Source passage:
**********

Before I began to learn about this period of history, I would have accepted that most women who were burned, tortured or killed had, in some way, brought it upon themselves. No doubt this belief came from the historians who propagated it. Shlain disputes this notion stating that,
“Whole lifetimes were consumed in abject terror of the coming of the witch hunter with his chains. … At the height of the witch craze, women were killed for being women.”
At this time, women had no protectors or champions as those sympathetic to their plight were viewed as accomplices and subjected to the same fate. In fact, it was even worse. Not only did they not protect women, but virtually all sectors of the intelligencia supported the witch hunts. University professors, lawyers, judges, doctors and men of all professions looked upon women with suspicion and added intellectual fuel to the fire.
The Malleus Maleficarum (The Hammer of Witches) was one of the first mass-produced books and was used as the instruction manual for the witch hunts. Shlain puts forward a bold suggestion: that the accelerated literacy rates from the development of the printing press, bore greater responsibility for the witch hunts and resulting insanity, as opposed to the content of the book itself. He noted that women in other societies who lived in reasonably close proximity to the European nations avoided the madness. Russian women were protected by rampant illiteracy while those in the bordering Muslim countries were spared by the cultural preference for calligraphy over the printed word, which had the effect of slowing literacy rates.
Indeed, it was a dark time for women, Divine Feminine principles and the Goddess. Shlain asserts:
“The slumber of countless women was no doubt restless and troubled, filled with remembered or imagined fiends coming at them with instruments of torture. This anxiety, penetrating deep into the psychic female marrow, cannot be accounted for in dry, statistical analysis.”

**********

Parts of the exercise:
1 – Return the passage on the witch hunts word for word, from "The Malleus Maleficarum" up to and including "slowing literacy rates.".
2 – Supply the next part of the passage on the witch hunts, picking up after its final sentence.
The data that come after this text play no part in the work.

Saved entries:
**********

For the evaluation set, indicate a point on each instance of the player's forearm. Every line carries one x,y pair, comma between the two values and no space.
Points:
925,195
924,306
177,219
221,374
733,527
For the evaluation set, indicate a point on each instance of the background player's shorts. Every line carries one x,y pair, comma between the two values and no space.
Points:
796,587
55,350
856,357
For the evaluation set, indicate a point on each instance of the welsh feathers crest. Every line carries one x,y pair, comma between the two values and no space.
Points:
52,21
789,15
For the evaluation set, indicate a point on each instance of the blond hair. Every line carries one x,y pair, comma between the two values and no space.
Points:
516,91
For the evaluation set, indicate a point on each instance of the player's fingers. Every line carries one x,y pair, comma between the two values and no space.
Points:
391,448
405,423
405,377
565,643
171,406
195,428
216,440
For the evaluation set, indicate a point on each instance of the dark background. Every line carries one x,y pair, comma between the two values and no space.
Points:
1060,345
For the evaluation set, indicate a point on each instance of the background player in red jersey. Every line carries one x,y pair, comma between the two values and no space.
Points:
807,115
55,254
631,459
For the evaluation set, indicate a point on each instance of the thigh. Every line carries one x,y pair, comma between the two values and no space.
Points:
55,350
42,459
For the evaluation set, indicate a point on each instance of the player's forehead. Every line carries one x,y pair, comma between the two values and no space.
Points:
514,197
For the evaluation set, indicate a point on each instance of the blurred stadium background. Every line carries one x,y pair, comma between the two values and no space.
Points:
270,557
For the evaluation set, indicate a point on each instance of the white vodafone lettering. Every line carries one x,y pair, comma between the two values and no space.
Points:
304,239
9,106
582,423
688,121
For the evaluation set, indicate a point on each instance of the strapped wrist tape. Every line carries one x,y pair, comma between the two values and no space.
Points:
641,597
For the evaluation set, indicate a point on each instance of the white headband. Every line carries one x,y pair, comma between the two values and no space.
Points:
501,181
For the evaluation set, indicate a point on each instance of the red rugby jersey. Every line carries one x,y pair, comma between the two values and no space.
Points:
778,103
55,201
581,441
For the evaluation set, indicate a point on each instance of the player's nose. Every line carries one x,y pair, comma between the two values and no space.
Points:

**********

Answers to the problems:
1 –
The Malleus Maleficarum (The Hammer of Witches) was one of the first mass-produced books and was used as the instruction manual for the witch hunts. Shlain puts forward a bold suggestion: that the accelerated literacy rates from the development of the printing press, bore greater responsibility for the witch hunts and resulting insanity, as opposed to the content of the book itself. He noted that women in other societies who lived in reasonably close proximity to the European nations avoided the madness. Russian women were protected by rampant illiteracy while those in the bordering Muslim countries were spared by the cultural preference for calligraphy over the printed word, which had the effect of slowing literacy rates.

2 –
The burning times lasted five generations – that’s an awfully long time. According to Shlain, it was the rise of science that ended the insanity, but unfortunately science did not view women or women’s values in a positive light either. Shlain asserts that the resurgence of women’s rights in the last century can be attributed to the rise of image and electromagnatism. “An image is worth a thousand words” and the photograph did for the image what the printing press did for the written word. Together these two forces began to strengthen the right hemisphere of the brain and began the process of returning society to a balance between left and right brain hemispheres, between masculine and feminine, and between men and women.
Fast Forward to Today
I would assert that the legacy and scars of this period of history endure on the psyche of women and men today. It manifests differently for everyone and some women seem to be unaffected while others, like myself, seem to have been deeply affected. Standing out from the crowd in any way is met with unexplained internal anxiety. As a society, left-brain values still dominate over those associated with the right brain, but I am optimistic about the many signs of change.
For women and men, I see a need for great healing. We need to heal those deep wounds to our psyche. We need to create a safe place where our right-brain principles and gifts can be honoured and shared, by men and women. And of course, the place to start is within ourselves. Honour your intuition, your caring, your nurturing, your relationships, your knowing, your divine wise self within.
To all those who suffered, I am deeply sorry for your pain. You bore the cost of the amazing technological advances that we now enjoy. Today, and always, I wish you eternal peace and love.